### Given request
Please count how many of the lines below contain the word "cake", and reply with that number alone.

### Excerpted records
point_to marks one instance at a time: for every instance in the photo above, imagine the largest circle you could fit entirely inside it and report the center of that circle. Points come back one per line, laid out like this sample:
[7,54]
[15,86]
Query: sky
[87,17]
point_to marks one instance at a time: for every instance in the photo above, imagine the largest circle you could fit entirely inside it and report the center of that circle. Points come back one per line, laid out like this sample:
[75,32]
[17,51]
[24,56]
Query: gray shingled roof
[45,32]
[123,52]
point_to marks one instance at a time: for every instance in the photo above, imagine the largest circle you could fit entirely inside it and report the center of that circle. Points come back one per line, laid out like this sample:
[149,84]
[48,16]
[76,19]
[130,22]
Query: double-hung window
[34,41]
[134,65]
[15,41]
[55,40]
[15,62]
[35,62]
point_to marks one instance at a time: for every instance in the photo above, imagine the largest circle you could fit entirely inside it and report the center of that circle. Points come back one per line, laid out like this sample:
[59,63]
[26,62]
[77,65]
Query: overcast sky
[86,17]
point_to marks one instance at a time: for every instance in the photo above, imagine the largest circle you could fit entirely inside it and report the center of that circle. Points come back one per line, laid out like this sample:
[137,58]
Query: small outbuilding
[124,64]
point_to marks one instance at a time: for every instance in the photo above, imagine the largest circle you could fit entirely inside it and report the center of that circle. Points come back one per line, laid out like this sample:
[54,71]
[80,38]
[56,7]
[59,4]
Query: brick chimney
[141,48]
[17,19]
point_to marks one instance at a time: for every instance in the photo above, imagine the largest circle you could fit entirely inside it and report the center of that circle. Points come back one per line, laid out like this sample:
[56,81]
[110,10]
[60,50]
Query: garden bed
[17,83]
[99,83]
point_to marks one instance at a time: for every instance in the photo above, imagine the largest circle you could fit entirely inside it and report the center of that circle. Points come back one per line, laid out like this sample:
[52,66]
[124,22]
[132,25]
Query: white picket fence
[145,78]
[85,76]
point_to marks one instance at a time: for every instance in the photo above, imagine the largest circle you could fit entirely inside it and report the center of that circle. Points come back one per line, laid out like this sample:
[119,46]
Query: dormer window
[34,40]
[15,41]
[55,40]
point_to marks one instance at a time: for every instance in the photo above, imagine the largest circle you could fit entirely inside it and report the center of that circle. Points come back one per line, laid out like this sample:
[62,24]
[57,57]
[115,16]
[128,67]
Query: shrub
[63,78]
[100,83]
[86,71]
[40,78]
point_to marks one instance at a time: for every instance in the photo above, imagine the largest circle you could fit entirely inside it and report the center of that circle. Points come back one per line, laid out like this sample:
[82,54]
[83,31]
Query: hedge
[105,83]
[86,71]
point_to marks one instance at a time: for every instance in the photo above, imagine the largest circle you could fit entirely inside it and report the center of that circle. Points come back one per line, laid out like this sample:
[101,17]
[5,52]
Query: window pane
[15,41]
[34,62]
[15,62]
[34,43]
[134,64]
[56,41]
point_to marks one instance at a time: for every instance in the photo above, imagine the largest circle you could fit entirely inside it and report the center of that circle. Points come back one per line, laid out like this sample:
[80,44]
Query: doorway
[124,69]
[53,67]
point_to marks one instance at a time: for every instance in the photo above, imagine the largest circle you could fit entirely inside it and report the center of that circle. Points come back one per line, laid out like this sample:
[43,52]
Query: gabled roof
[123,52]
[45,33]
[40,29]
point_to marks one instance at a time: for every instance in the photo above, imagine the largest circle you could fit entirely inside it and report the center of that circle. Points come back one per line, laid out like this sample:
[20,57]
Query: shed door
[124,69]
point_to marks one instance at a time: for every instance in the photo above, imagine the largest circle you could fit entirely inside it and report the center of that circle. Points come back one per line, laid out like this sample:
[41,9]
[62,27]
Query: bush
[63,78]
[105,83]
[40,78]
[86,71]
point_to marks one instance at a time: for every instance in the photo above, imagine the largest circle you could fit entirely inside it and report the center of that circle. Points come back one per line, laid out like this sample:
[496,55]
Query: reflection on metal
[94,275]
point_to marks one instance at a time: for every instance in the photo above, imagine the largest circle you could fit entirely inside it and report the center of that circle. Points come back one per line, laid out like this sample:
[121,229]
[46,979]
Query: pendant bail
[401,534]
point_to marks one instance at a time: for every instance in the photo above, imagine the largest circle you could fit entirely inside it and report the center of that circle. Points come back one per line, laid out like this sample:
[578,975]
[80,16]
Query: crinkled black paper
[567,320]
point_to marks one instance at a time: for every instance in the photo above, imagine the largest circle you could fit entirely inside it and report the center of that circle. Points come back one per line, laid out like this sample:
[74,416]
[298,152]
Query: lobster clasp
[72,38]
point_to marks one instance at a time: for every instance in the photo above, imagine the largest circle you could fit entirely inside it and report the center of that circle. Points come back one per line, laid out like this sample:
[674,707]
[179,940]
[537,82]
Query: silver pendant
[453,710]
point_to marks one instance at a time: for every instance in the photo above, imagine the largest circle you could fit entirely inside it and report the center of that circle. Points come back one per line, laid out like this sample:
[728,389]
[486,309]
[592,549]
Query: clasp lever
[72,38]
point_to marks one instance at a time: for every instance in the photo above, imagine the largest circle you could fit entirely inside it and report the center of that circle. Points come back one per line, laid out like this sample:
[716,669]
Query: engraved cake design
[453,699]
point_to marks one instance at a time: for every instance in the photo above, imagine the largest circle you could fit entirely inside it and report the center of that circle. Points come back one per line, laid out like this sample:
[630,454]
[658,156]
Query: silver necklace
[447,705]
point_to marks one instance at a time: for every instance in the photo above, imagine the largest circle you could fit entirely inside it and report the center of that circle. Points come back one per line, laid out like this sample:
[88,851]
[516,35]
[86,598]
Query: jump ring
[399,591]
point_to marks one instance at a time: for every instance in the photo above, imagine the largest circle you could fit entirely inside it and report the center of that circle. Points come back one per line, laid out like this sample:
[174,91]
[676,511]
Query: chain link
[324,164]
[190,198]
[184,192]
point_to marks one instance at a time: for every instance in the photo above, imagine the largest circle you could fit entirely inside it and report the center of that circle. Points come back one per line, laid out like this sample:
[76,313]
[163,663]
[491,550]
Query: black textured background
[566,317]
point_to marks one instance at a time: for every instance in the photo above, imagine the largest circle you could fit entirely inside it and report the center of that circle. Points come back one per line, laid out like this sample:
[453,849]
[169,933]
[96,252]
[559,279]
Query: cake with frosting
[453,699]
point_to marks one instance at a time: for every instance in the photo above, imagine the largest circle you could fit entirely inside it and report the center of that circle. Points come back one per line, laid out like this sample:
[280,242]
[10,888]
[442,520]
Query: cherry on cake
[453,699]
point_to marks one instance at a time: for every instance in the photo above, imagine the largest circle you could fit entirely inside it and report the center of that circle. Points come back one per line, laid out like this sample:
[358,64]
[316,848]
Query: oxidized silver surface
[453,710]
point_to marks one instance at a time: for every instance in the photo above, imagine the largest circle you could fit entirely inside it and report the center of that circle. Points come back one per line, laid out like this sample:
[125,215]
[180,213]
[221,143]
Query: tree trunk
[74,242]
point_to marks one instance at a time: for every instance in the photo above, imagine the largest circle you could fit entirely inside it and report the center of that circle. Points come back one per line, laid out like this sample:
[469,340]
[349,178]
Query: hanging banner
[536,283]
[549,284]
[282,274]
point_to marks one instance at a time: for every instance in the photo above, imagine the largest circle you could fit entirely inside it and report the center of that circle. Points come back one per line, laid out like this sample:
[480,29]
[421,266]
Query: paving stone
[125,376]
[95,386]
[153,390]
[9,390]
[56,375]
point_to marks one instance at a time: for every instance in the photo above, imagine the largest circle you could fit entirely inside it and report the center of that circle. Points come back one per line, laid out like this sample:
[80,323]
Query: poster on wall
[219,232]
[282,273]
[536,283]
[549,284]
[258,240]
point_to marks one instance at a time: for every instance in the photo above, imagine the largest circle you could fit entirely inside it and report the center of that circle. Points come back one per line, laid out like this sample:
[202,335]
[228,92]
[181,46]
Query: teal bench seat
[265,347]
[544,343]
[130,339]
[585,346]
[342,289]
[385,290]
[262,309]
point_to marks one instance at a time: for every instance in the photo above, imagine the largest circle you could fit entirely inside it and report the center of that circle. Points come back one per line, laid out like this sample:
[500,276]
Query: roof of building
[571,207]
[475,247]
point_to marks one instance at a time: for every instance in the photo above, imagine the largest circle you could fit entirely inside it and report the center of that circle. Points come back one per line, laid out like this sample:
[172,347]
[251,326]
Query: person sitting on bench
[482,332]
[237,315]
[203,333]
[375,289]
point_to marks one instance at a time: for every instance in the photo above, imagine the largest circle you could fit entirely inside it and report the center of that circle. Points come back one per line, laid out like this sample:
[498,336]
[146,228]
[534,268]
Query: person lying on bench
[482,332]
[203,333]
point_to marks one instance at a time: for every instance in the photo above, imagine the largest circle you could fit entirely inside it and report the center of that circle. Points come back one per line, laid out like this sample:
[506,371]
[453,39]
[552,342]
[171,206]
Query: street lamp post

### Written solution
3